(Stored records)
=== Begin Enclosure ===
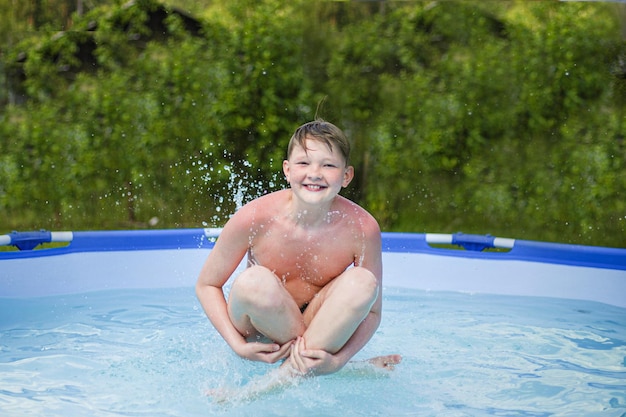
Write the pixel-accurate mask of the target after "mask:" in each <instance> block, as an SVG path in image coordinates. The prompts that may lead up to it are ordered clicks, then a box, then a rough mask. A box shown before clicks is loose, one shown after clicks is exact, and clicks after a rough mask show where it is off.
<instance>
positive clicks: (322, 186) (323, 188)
mask: <svg viewBox="0 0 626 417" xmlns="http://www.w3.org/2000/svg"><path fill="white" fill-rule="evenodd" d="M304 188H306V189H307V190H309V191H319V190H321V189H324V188H326V187H324V186H323V185H317V184H304Z"/></svg>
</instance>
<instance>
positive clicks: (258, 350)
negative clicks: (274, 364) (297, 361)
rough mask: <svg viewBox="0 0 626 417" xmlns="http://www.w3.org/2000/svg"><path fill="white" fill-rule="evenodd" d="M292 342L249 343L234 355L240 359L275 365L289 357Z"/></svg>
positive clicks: (244, 344)
mask: <svg viewBox="0 0 626 417" xmlns="http://www.w3.org/2000/svg"><path fill="white" fill-rule="evenodd" d="M292 344H293V342H287V343H285V344H284V345H282V346H281V345H279V344H277V343H260V342H250V343H245V344H243V345H241V346H240V347H239V348H238V349H237V350H236V353H237V354H238V355H239V356H241V357H242V358H245V359H248V360H251V361H257V362H265V363H276V362H278V361H279V360H281V359H285V358H287V357H288V356H289V353H290V350H291V346H292Z"/></svg>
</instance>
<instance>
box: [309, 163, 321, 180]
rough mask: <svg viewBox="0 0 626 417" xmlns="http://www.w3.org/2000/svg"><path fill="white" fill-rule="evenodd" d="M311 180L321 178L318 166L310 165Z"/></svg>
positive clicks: (309, 166) (310, 175)
mask: <svg viewBox="0 0 626 417" xmlns="http://www.w3.org/2000/svg"><path fill="white" fill-rule="evenodd" d="M308 175H309V178H321V177H322V176H321V174H320V167H319V166H318V165H317V164H311V165H309V172H308Z"/></svg>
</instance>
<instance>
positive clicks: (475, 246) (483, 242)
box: [452, 233, 496, 252]
mask: <svg viewBox="0 0 626 417" xmlns="http://www.w3.org/2000/svg"><path fill="white" fill-rule="evenodd" d="M495 239H496V238H495V237H493V236H491V235H485V236H482V235H466V234H464V233H455V234H453V235H452V244H453V245H457V246H461V247H463V248H464V249H465V250H471V251H475V252H482V251H484V250H485V249H489V248H493V247H495V245H494V241H495Z"/></svg>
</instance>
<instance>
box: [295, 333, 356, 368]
mask: <svg viewBox="0 0 626 417" xmlns="http://www.w3.org/2000/svg"><path fill="white" fill-rule="evenodd" d="M290 360H291V366H293V367H294V368H295V369H296V370H297V371H298V372H300V373H302V374H313V375H327V374H332V373H333V372H336V371H338V370H339V369H341V367H342V366H343V365H344V364H343V363H341V362H340V361H339V360H338V359H337V357H335V356H334V355H332V354H330V353H328V352H326V351H325V350H320V349H306V346H305V344H304V339H303V338H302V337H298V339H296V341H295V343H294V344H293V348H292V349H291V355H290Z"/></svg>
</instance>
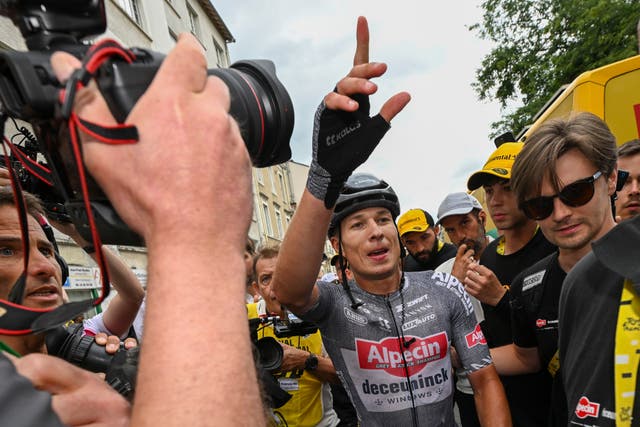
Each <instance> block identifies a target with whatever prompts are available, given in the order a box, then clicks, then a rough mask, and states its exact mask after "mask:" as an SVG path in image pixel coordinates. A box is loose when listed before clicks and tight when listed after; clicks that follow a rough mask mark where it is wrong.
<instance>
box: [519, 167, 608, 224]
mask: <svg viewBox="0 0 640 427" xmlns="http://www.w3.org/2000/svg"><path fill="white" fill-rule="evenodd" d="M601 175H602V172H600V171H597V172H596V173H594V174H593V175H592V176H590V177H588V178H584V179H579V180H577V181H575V182H572V183H571V184H569V185H567V186H565V187H564V188H563V189H562V190H561V191H560V192H559V193H558V194H555V195H553V196H540V197H535V198H533V199H529V200H525V201H524V202H522V203H521V204H520V210H522V211H523V212H524V214H525V215H526V216H527V217H528V218H530V219H534V220H536V221H540V220H543V219H545V218H547V217H548V216H549V215H551V213H552V212H553V199H555V198H556V197H557V198H559V199H560V200H561V201H562V203H564V204H565V205H567V206H570V207H572V208H575V207H578V206H582V205H585V204H587V203H589V201H590V200H591V199H592V198H593V194H594V193H595V182H596V180H597V179H598V178H600V176H601Z"/></svg>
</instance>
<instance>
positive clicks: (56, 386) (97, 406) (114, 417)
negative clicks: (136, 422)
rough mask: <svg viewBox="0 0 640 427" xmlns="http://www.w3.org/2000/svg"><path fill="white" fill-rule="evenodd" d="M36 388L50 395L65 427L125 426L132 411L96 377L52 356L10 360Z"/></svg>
mask: <svg viewBox="0 0 640 427" xmlns="http://www.w3.org/2000/svg"><path fill="white" fill-rule="evenodd" d="M12 362H13V364H14V365H15V367H16V369H17V371H18V372H19V373H20V374H21V375H22V376H24V377H26V378H27V379H28V380H29V381H31V382H32V383H33V385H34V386H35V388H37V389H39V390H44V391H47V392H49V393H51V395H52V398H51V405H52V407H53V410H54V411H55V413H56V414H57V415H58V417H59V418H60V420H61V421H62V422H63V423H64V424H65V425H68V426H73V427H75V426H89V425H91V426H114V427H116V426H123V427H124V426H128V425H129V419H130V416H131V407H130V405H129V403H128V402H127V401H126V400H125V398H124V397H122V396H121V395H119V394H118V393H117V392H116V391H115V390H114V389H112V388H111V387H110V386H109V385H108V384H107V383H105V382H104V380H102V379H101V378H100V377H99V376H98V375H96V374H93V373H91V372H89V371H85V370H84V369H81V368H78V367H76V366H73V365H71V364H70V363H68V362H66V361H64V360H62V359H58V358H57V357H53V356H46V355H44V354H37V353H32V354H29V355H27V356H25V357H22V358H19V359H18V358H12Z"/></svg>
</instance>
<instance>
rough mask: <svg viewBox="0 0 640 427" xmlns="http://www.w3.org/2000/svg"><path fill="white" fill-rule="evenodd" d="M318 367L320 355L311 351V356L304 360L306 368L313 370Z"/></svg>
mask: <svg viewBox="0 0 640 427" xmlns="http://www.w3.org/2000/svg"><path fill="white" fill-rule="evenodd" d="M316 369H318V356H316V355H315V354H313V353H309V357H307V360H305V361H304V370H305V371H309V372H313V371H315V370H316Z"/></svg>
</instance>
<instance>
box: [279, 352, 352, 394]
mask: <svg viewBox="0 0 640 427" xmlns="http://www.w3.org/2000/svg"><path fill="white" fill-rule="evenodd" d="M280 345H281V346H282V351H283V356H282V364H281V365H280V371H281V372H289V371H295V370H299V371H303V370H304V368H305V364H306V363H305V362H306V361H307V359H308V358H309V352H308V351H305V350H301V349H299V348H296V347H292V346H290V345H287V344H283V343H280ZM316 357H317V358H318V367H317V368H316V369H315V370H314V371H307V372H309V374H311V375H313V376H314V377H316V378H317V379H319V380H320V381H324V382H330V383H334V384H338V383H339V382H340V380H339V379H338V375H337V374H336V368H335V367H334V366H333V362H332V361H331V359H330V358H328V357H326V356H324V355H320V354H316Z"/></svg>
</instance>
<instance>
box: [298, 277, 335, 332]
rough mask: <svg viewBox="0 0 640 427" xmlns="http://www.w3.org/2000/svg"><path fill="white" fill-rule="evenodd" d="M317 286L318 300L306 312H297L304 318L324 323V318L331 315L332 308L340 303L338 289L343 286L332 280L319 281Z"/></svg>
mask: <svg viewBox="0 0 640 427" xmlns="http://www.w3.org/2000/svg"><path fill="white" fill-rule="evenodd" d="M316 286H317V287H318V300H317V301H316V302H315V304H313V305H312V306H311V308H309V309H308V310H307V311H306V312H304V313H296V314H297V315H298V317H300V318H301V319H303V320H306V321H308V322H314V323H316V324H318V325H322V323H323V320H325V319H327V318H328V317H329V313H330V310H331V308H332V307H335V306H336V304H338V294H337V292H336V290H339V289H342V288H341V287H340V286H338V285H336V284H334V283H330V282H318V283H317V284H316Z"/></svg>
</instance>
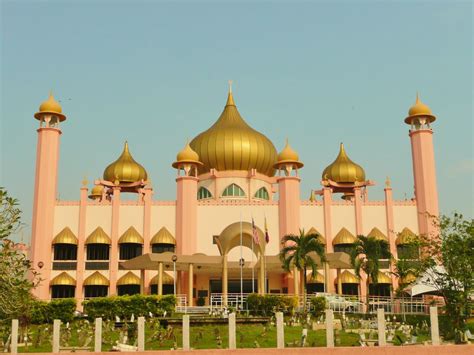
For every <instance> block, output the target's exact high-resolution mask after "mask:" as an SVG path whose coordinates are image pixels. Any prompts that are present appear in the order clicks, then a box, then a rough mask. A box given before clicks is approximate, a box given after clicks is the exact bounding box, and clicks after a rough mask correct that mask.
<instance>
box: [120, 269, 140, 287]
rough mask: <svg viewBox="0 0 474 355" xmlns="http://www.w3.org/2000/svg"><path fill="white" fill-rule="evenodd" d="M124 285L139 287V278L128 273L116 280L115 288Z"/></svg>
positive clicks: (134, 275)
mask: <svg viewBox="0 0 474 355" xmlns="http://www.w3.org/2000/svg"><path fill="white" fill-rule="evenodd" d="M124 285H140V278H139V277H138V276H137V275H135V274H134V273H133V272H131V271H129V272H127V273H126V274H125V275H123V276H122V277H121V278H120V279H118V280H117V286H124Z"/></svg>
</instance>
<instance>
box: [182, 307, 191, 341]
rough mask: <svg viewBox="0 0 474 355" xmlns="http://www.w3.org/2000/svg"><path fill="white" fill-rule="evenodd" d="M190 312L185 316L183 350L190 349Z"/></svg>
mask: <svg viewBox="0 0 474 355" xmlns="http://www.w3.org/2000/svg"><path fill="white" fill-rule="evenodd" d="M189 349H190V347H189V314H186V315H184V316H183V350H189Z"/></svg>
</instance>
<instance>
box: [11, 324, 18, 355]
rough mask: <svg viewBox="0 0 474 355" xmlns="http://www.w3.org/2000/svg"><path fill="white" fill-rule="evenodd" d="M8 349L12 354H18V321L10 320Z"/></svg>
mask: <svg viewBox="0 0 474 355" xmlns="http://www.w3.org/2000/svg"><path fill="white" fill-rule="evenodd" d="M10 349H11V352H12V354H17V353H18V319H12V337H11V342H10Z"/></svg>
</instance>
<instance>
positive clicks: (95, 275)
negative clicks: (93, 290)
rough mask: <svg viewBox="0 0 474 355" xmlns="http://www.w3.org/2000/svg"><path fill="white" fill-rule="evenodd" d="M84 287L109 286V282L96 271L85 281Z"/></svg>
mask: <svg viewBox="0 0 474 355" xmlns="http://www.w3.org/2000/svg"><path fill="white" fill-rule="evenodd" d="M84 286H109V280H107V278H106V277H105V276H104V275H102V274H101V273H100V272H98V271H96V272H94V273H93V274H91V275H90V276H89V277H87V278H86V279H85V280H84Z"/></svg>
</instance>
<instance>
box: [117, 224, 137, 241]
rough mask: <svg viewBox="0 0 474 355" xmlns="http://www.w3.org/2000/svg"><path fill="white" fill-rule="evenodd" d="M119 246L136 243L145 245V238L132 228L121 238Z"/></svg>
mask: <svg viewBox="0 0 474 355" xmlns="http://www.w3.org/2000/svg"><path fill="white" fill-rule="evenodd" d="M118 243H119V244H124V243H135V244H143V237H142V236H141V235H140V233H138V232H137V230H136V229H135V228H134V227H133V226H132V227H130V228H128V229H127V230H126V231H125V232H124V233H123V234H122V236H121V237H120V239H119V242H118Z"/></svg>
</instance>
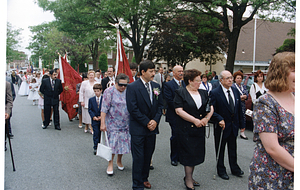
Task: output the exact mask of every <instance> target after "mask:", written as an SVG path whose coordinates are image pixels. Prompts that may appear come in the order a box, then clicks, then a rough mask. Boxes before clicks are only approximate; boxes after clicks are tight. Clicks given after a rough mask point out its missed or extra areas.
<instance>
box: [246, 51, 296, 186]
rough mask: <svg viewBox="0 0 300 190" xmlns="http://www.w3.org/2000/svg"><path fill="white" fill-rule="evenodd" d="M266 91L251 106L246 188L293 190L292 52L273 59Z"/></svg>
mask: <svg viewBox="0 0 300 190" xmlns="http://www.w3.org/2000/svg"><path fill="white" fill-rule="evenodd" d="M265 84H266V87H267V88H268V89H269V91H268V92H267V93H266V94H264V95H262V96H261V97H260V98H259V100H258V102H257V104H255V105H254V111H253V122H254V131H253V132H254V135H255V136H256V137H257V140H256V146H255V148H254V154H253V158H252V160H251V163H250V176H249V186H248V187H249V189H251V190H252V189H255V190H256V189H276V190H277V189H293V188H294V134H295V132H294V113H295V97H294V94H293V93H294V92H295V53H292V52H283V53H278V54H276V55H275V56H274V58H273V60H272V62H271V64H270V67H269V72H268V75H267V80H266V82H265Z"/></svg>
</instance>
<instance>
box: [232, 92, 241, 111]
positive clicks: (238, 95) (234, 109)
mask: <svg viewBox="0 0 300 190" xmlns="http://www.w3.org/2000/svg"><path fill="white" fill-rule="evenodd" d="M231 89H232V88H231ZM232 92H233V94H234V100H233V101H234V111H235V110H237V109H236V107H237V104H238V98H239V96H240V93H238V94H237V93H235V92H234V91H233V90H232Z"/></svg>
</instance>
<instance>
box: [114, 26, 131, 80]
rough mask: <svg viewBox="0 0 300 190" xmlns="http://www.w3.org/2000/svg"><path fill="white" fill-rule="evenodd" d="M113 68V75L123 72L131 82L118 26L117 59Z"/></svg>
mask: <svg viewBox="0 0 300 190" xmlns="http://www.w3.org/2000/svg"><path fill="white" fill-rule="evenodd" d="M115 69H116V71H117V72H116V74H115V76H117V75H118V74H120V73H124V74H126V75H127V76H129V82H130V83H131V82H133V78H132V74H131V70H130V67H129V63H128V59H127V57H126V54H125V50H124V46H123V42H122V36H121V33H120V31H119V28H118V27H117V59H116V66H115Z"/></svg>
=== End Enclosure ===
» **Activity**
Return word for word the lines above from the line with "negative clicks: (274, 364) (297, 361)" to the line with "box: [309, 163, 321, 180]", including both and leaving out all others.

» **Solution to this task**
negative clicks: (274, 364) (297, 361)
rough mask: <svg viewBox="0 0 626 417" xmlns="http://www.w3.org/2000/svg"><path fill="white" fill-rule="evenodd" d="M292 342L249 343L234 355L240 359L275 365L289 357Z"/></svg>
positive clicks: (244, 344)
mask: <svg viewBox="0 0 626 417" xmlns="http://www.w3.org/2000/svg"><path fill="white" fill-rule="evenodd" d="M292 344H293V342H287V343H285V344H284V345H282V346H281V345H279V344H277V343H260V342H250V343H245V344H243V345H241V346H240V347H239V348H238V349H237V350H236V353H237V354H238V355H239V356H241V357H242V358H245V359H248V360H251V361H257V362H265V363H276V362H278V361H279V360H281V359H285V358H287V357H288V356H289V353H290V350H291V346H292Z"/></svg>
</instance>
<instance>
box: [309, 163, 321, 180]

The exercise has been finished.